■ Excerpt
──────────────────────────────

Interesting post here, from a blog by Stuart Syvret. Here's his bio:
Stuart Syvret, a former politician on the island of Jersey in the Channel Isles, has been imprisoned for refusing to remove controversial posts and comments from his blog. Most of Stuart’s blog content is related to a large child abuse investigation that was begun in 2008 while Stuart was the Minister for Health and Social Services. The Jersey authorities, concerned that the publicity of the investigation was damaging the image of the island, suspended Stuart from his position. Later they did the same to the Chief of Police at the time, Graham Power. Stuart then began releasing evidence documenting the cover-up and the shutting down of the police investigation.
These actions led him into head-on conflict with the Jersey authorities who, since 2008, have been trying to silence him. In February 2014, Google blocked public access to Stuart’s blog at the request of the Jersey authorities, even though no defamation action has ever been taken against him. This site was created so that the Jersey public can read the important evidence that the blog contains.
http://freespeechoffshore.nl/stuartsyvretblog/ted-heath-child-abuse-the-rule-of-law-in-britain/THE CONFLICTED PARTICIPATION OF THE WILTSHIRE POLICE FORCE IN THE ILLEGAL SABOTAGE OF THE JERSEY CHILD-ABUSE INVESTIGATIONS.
Things can hide in plain sight.
Some things are able to do so because of disguise;
Some are able to do so because of camouflaged invisibility;
Some are able to do so because we’re distracted to look in a different direction.
Right now, the boiling question of the moment is “did former British Prime Minister Sir Edward Heath abuse children?” And what a question.
A profoundly important question, to be sure.
But is it the right question?
Is it the question which is most relevant in enabling us to gauge whether there has been a breakdown in the very rule-of-law in British society? A corporate failure by all arms of the state to properly carry out the most basic duties – such as protecting children from torture and rape, and deterring those who would commit such crimes?
The British state – the British establishment is – as history shows – one of the most resilient – perhaps the most ruthlessly survivalist – “establishments” in human history. Certainly, even in the immediate wake of 1066 – when the then English establishment had to bow to William the Conqueror when their front-man Harold lost – the “deal” was essentially a “regrettable” retrenchment of current investment-holdings; a realpolitik business deal – a kind of investor “hair-cut” faced up to by the English barons and their vassalage.

──────────────────────────────

■ Record list
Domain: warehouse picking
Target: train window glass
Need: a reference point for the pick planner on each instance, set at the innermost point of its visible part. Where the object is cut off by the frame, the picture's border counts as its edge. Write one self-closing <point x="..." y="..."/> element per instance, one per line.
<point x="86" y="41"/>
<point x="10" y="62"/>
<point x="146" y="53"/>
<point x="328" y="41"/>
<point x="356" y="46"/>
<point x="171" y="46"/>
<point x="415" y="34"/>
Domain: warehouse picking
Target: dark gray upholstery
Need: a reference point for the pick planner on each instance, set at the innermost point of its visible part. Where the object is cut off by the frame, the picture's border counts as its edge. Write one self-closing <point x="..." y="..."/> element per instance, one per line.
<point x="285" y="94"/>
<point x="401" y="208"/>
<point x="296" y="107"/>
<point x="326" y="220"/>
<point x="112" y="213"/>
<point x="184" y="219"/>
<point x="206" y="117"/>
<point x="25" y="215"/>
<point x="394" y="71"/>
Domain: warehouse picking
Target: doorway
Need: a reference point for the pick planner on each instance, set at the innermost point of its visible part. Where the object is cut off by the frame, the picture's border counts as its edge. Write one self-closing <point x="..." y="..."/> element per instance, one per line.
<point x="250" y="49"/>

──────────────────────────────

■ Tasks to carry out
**a.** Could you return the part of the blog post about the Jersey child-abuse investigations starting with "But is it the" and going on through "and their vassalage.", copied word for word?
**b.** Can you take the blog post about the Jersey child-abuse investigations further, picking up after its final sentence?

■ Responses
**a.**
But is it the right question?
Is it the question which is most relevant in enabling us to gauge whether there has been a breakdown in the very rule-of-law in British society? A corporate failure by all arms of the state to properly carry out the most basic duties – such as protecting children from torture and rape, and deterring those who would commit such crimes?
The British state – the British establishment is – as history shows – one of the most resilient – perhaps the most ruthlessly survivalist – “establishments” in human history. Certainly, even in the immediate wake of 1066 – when the then English establishment had to bow to William the Conqueror when their front-man Harold lost – the “deal” was essentially a “regrettable” retrenchment of current investment-holdings; a realpolitik business deal – a kind of investor “hair-cut” faced up to by the English barons and their vassalage.

**b.**
Ever since then – not least in the PR stunt – the secret deal amongst elites historically disguised as a “victory for ordinary people” – that was Magna Carta – the elite factions of the British Isles have known what side their bread was buttered. In spite of their occasional factional differences, the British elite have always known they must – ultimately – hang-together – or hang alone.
And it is that “culture” we still see so starkly at work in the continuing – and futile and bizarre – efforts to down-play the British establishment’s child-abuse atrocity.
An “establishment” largely formed by successive generations of people imbued with a sociopathicly brutal sense of entitlement does not found its longevity without utilising every conceivable and disgusting trick in the book. Knowledge is power – it’s-not-who-you-know – its-what-you-know-about-who-you-know – or, to use the more modern phrase, “having the dirt”.
So it isn’t at all difficult – is it – to understand the “utility” of vulnerable children to power – the immense “value” of that Currency-of-Concealment – it isn’t difficult to understand the political-economy of child-abuse?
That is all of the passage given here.